Recast the records below as a numbered list, giving each line its own number and omitting any blank lines.

- _Data for the task_
++++++++

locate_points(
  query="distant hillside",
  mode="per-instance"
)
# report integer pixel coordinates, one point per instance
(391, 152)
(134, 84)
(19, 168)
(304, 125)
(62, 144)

++++++++

- _Exercise solution_
1. locate_points(
2.   query="distant hillside",
3.   mode="per-instance"
4. )
5. # report integer pixel coordinates, one point per instance
6. (391, 152)
7. (134, 84)
8. (19, 168)
9. (304, 125)
10. (62, 144)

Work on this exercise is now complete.